JOBS:
1 – In the interview on self-driving cars, which two actions does the machine learning model produce from the video input?
2 – Write the next part of the interview on self-driving cars, picking up right after its last sentence.
═══ SELECTION
Well, yeah, I'm particularly interested in this conversation because, you know, a lot of times on the show, we have really interesting people on, but sometimes they're and great discussions, but sometimes they're constrained with in terms of what level of detail they're able to talk about kind of architecture and things like that naturally because they're maybe working on, certain proprietary things. And with having so much in the open source world, with Comma and and OpenPilot, OpenPilot. I'm I'm kind of, interested if maybe from from a from a high level perspect perspective for those out there that are listening that might not have an idea of, like, what what sort of architecture and kind of main components are part of a self driving or autonomous system. Like, OpenPilot is maybe a piece of that and fulfills a role. You have the devices.

Daniel:

Could you could you just give us, like, a mental model for how to think about how these pieces fit together? What's where and what components are needed to make, you know, the system the system work, I guess?

Harald:

So we're talking about ours in particular. Right? Or just in general? Yeah. Sure.

Harald:

Yeah. So ours in particular, have a device that you can install in the car. The the device has compute and it has, some cameras and then some other sensors like GPS and IMU that are not necessarily that needed, but they're in there. That device then, runs some machine learning models by looking at the road that tells you where roughly to drive and, concretely that is a longitudinal acceleration and a, curvature of the road. So that's like an angle of the steering wheel.

Harald:

I'll talk about how that works internally later, but in runtime, this is really all that happens is there is just a machine learning model that takes in the, video input and outputs those actions of acceleration and, curvature. And then that goes to some API that, you know, we kind of develop that interfaces with all these different car models. So we reverse engineer the canvas of the car and so we can understand what messages we need to send to command steering, gas and brake and do all the auxiliary stuff of like the engagement state, you know, all those kind of things that are needed to do autonomy in a car. So that's basically what's happening at runtime. We just have a device, it runs some models, it outputs the actions to take and then there's a car API layer that, you know, is reverse engineered for every type of car we support that sends messages on the CAN bus to do the certain actions.
══════
═══ STORED ROWS
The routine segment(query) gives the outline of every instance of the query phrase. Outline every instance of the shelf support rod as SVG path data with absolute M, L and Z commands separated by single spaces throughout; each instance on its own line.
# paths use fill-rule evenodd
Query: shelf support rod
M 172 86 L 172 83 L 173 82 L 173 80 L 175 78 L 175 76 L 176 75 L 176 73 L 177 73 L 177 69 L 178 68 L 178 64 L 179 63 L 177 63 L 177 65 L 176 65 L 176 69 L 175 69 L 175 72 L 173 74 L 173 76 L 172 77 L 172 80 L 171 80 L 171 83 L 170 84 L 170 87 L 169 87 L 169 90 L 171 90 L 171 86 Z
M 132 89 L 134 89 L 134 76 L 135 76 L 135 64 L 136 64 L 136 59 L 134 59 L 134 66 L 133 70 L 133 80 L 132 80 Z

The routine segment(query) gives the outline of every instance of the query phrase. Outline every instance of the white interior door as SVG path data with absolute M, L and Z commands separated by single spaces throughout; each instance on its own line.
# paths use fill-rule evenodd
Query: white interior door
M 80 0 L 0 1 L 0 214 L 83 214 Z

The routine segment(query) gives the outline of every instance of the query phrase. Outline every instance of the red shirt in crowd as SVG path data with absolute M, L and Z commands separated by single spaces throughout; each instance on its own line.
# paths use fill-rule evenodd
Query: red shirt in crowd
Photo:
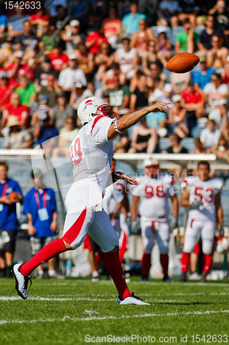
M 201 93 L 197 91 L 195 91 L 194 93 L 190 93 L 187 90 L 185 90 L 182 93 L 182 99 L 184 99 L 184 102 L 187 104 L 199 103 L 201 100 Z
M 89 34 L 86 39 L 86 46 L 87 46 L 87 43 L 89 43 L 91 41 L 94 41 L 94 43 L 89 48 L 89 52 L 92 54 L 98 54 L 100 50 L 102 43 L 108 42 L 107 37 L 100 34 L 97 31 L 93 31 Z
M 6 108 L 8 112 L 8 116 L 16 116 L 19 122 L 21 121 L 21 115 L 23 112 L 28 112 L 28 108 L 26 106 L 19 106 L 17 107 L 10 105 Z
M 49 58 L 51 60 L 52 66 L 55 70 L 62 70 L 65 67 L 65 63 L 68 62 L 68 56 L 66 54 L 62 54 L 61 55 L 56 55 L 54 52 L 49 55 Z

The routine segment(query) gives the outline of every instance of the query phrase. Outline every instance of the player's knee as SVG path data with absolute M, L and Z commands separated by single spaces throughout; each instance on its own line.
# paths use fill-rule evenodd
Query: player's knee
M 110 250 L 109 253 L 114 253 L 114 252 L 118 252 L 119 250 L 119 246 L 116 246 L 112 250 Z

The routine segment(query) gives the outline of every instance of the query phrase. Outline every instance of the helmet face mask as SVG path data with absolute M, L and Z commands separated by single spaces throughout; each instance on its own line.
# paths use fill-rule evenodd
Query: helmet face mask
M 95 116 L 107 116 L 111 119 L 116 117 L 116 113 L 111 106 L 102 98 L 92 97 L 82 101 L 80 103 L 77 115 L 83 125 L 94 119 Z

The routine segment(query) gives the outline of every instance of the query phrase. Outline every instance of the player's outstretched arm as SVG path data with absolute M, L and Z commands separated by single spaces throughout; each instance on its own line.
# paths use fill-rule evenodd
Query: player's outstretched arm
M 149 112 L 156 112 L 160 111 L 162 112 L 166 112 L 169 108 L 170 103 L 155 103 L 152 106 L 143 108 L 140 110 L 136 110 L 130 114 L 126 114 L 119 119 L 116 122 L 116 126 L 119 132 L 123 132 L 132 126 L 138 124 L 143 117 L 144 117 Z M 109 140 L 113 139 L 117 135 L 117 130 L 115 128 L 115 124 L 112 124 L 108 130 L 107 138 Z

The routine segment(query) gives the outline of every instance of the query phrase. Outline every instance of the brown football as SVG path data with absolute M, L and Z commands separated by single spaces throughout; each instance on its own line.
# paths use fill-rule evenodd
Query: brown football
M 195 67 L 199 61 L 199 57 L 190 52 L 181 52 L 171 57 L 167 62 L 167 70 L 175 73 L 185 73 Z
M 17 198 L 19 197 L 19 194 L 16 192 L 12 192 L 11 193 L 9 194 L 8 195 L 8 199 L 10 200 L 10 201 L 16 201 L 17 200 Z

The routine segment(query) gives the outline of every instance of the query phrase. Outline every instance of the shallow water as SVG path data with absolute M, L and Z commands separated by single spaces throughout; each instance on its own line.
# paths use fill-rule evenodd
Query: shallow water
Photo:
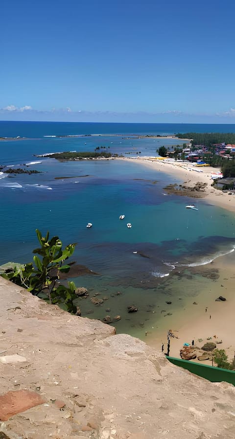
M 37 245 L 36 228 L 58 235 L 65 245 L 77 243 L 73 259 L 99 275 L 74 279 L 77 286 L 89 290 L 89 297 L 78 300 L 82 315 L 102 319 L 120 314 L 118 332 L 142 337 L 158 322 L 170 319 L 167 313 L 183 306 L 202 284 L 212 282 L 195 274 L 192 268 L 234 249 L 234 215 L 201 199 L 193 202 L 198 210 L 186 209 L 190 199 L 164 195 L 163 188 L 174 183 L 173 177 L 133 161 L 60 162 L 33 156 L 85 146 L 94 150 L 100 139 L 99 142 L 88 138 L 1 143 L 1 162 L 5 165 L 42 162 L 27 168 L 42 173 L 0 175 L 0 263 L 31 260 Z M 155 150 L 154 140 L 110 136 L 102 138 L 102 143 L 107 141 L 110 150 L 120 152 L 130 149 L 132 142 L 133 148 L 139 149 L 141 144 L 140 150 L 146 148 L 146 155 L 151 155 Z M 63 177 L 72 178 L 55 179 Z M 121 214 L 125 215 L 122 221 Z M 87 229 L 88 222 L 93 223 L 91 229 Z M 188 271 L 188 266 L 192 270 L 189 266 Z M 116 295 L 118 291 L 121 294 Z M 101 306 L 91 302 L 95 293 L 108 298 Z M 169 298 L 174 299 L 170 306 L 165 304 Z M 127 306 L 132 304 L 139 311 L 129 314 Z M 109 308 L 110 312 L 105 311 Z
══════
RESPONSE LIST:
1 – A longitudinal acceleration and a curvature of the road.

2 –
Harald:

Then those models themselves that we train, so we've been kind of talking about end to end training for a long time. So they're end to end in the sense that they take in video and they output actions. There's no intermediate space of, you know, our cones detector, traffic lights detected. That's all doesn't exist. And very high level, our training stack looks like we have hundreds of millions of miles of humans driving.

Harald:

We sample some of that. We teach the model, okay, if a human's in this situation, this is the most likely trajectory they're going to take. If you train that directly, get a system that doesn't really work. This is like a well known machine learning problem that's not necessarily well understood, but you can't just do imitation learning and expect things to work in the real world. You need to expose the model during training to mistakes and show it how to recover from those mistakes.

Harald:

And we do that by training in a simulator where we can introduce, you know, going off the center of the lane line and then we can supervise, okay, this is how you would recover from this. That's very high level how how things are trained and how things works. I don't know if there's anything I missed there or any questions that we we can discuss there.

Daniel:

No. I was just wondering just on that note, the OpenPilot project, that is part of that, I guess, the software stack that interfaces with the with the models and executes kind of the policy and interacts with the car API or does that fulfill a a different role? Because it is kind of more broadly a project related to kind of autonomy and robotics generally, or or am I misunderstanding?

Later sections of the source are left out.